THINGS TO DO =
- a) In the stock market article, at what level did the Dow Jones Industrial Average close 2022?
- b) Please repeat the stock market article from "At the beginning" up to and including "5% and 5.25%.".

(The Center Square) – The S&P 500 had its worst year since 2008 and saw its third annual decline since 2018.
The blue chip index closed out 2022 at 3,839.50, a 19.4% loss over the year, after closing 2021 at 4,766.18, representing 27% in gains. The reversal represents $8.2 trillion in losses, according to S&P Dow Jones Indices.
Nasdaq also reported 33.1% in losses, closing the year at 10,466.48.
The Dow Jones Industrial Average reported an 8.8% loss, closing the year at 33,147.25.
This is after President Joe Biden on January 7, 2022, said, “The stock market – the last guy’s measure of everything – is about 20% higher than it was when my predecessor was there… It has hit record after record after record on my watch, while making things more equitable for working class people.”
The Dow Jones Media Titans index also reported record losses in 2022. The index, which tracks the performance of 30 of the largest media companies in the world, lost 40% of total market value, declining from $1.35 trillion to $808 billion, the Financial Times reported. This includes major Hollywood studios, cable streamers and providers, among others that lost a combined $542 billion in market value in 2022.
As inflation continued to skyrocket, the Federal Reserve increased interest rates seven times throughout the year. Stocks struggled through a bear market, suffering prolonged price declines and an economic downturn that many economists argue is already turning into a recession.
At the beginning of 2022, interest rates set by the Fed were between zero and 0.25%. After seven increases, 2022 ended with a 4.25% to 4.5% base. Rates are expected to again increase this year to a base between 5% and 5.25%.
As interest rates increased, investors sold higher-costing tech shares. Companies like Amazon and Netflix lost about 50% of their market value resulting in Amazon laying off workers nationwide. Electric car manufacturing giant Tesla’s stock plummeted by 65% in 2022, roughly $700 billion in market value. Tesla also began laying off workers in 2022.
Meta Platforms, which owns Facebook, saw losses of 60%, its largest annual decline on record. Banks reported 14.5% in losses; telecommunications lost 11.2%.
The only gains posted among the S&P 500’s 11 sectors was the price of oil, which closed around $80 on Friday. Earlier in the year, it had reached $120, representing a gain of 59%.
Increased interest rates drove up consumer prices reflected in the Consumer Price Index, which increased month over month throughout the year. As a result, Americans were forced to make tough choices between purchasing food, medicine, paying rent, mortgage or car payments or cancelling holidays. Small businesses also suffered.
This is after the stock market broke repeated record highs in 2019 under President Donald Trump, which held steady in 2020, and expanded through 2021. In Biden’s second second year in office, the S&P500 closed 2021 up 27%, “marking its third-year of double-digit gains,” Yahoo! Finance reported. “The Dow and Nasdaq wavered, but all indices were close to record highs.”
This year, worsening economic trends are forecast as rising inflation and interest rates are expected to retract consumer spending, negatively impact the housing and other markets and push the U.S. into a recession.

RECORD EXTRACTS =

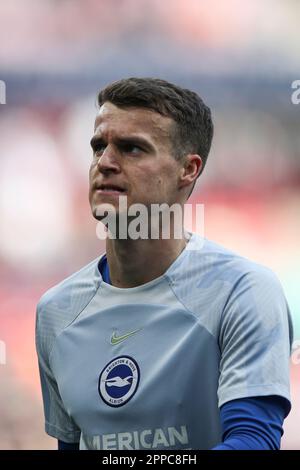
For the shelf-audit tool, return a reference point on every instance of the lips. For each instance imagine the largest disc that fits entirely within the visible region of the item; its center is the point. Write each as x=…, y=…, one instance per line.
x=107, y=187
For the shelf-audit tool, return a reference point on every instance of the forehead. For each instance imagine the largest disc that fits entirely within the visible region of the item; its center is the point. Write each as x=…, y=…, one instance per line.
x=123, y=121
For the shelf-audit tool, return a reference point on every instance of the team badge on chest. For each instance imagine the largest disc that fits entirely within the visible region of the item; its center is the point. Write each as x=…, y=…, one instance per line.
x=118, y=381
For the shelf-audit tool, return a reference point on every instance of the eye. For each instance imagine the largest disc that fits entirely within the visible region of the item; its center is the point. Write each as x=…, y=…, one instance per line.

* * *

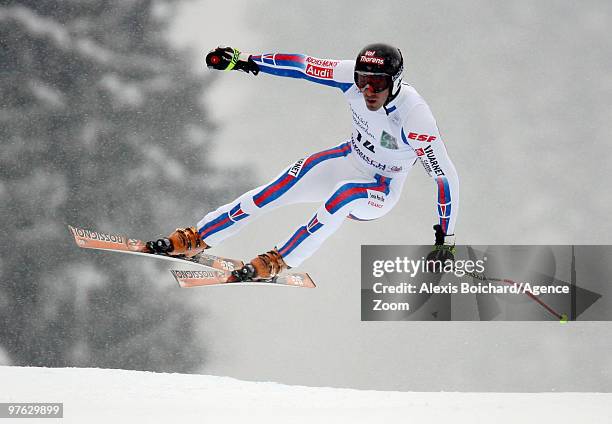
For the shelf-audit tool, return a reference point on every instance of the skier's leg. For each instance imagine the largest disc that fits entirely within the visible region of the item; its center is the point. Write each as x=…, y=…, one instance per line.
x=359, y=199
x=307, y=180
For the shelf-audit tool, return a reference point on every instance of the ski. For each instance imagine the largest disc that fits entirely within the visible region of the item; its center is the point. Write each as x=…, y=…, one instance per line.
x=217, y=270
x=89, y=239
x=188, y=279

--

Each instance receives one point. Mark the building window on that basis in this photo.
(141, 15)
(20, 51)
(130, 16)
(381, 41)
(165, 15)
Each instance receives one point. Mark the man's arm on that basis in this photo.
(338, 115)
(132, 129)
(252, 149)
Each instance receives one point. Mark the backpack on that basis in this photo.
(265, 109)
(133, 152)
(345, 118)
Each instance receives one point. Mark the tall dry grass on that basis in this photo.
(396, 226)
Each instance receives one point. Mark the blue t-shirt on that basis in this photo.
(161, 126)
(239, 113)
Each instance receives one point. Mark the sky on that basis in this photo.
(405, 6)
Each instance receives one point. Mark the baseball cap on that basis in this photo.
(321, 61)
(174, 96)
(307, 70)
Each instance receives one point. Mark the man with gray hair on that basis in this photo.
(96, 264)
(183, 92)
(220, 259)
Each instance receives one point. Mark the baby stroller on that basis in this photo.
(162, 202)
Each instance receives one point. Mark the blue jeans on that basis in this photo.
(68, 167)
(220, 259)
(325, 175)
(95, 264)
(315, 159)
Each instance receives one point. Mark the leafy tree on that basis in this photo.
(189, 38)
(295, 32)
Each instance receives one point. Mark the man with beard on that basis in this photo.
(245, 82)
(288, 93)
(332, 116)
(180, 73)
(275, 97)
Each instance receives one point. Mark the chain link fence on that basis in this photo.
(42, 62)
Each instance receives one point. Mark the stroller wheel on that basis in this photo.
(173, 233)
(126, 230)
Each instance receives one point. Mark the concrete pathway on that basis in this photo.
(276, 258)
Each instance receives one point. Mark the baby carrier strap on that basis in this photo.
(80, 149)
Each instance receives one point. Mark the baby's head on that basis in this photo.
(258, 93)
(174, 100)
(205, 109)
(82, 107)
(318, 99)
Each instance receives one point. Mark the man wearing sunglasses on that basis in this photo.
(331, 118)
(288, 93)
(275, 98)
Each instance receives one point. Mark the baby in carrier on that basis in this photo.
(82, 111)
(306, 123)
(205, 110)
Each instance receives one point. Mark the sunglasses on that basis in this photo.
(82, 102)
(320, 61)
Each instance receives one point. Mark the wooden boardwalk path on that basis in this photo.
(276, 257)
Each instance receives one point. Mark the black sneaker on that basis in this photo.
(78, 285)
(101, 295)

YOUR WRITTEN ANSWERS =
- a) 33,147.25

- b)
At the beginning of 2022, interest rates set by the Fed were between zero and 0.25%. After seven increases, 2022 ended with a 4.25% to 4.5% base. Rates are expected to again increase this year to a base between 5% and 5.25%.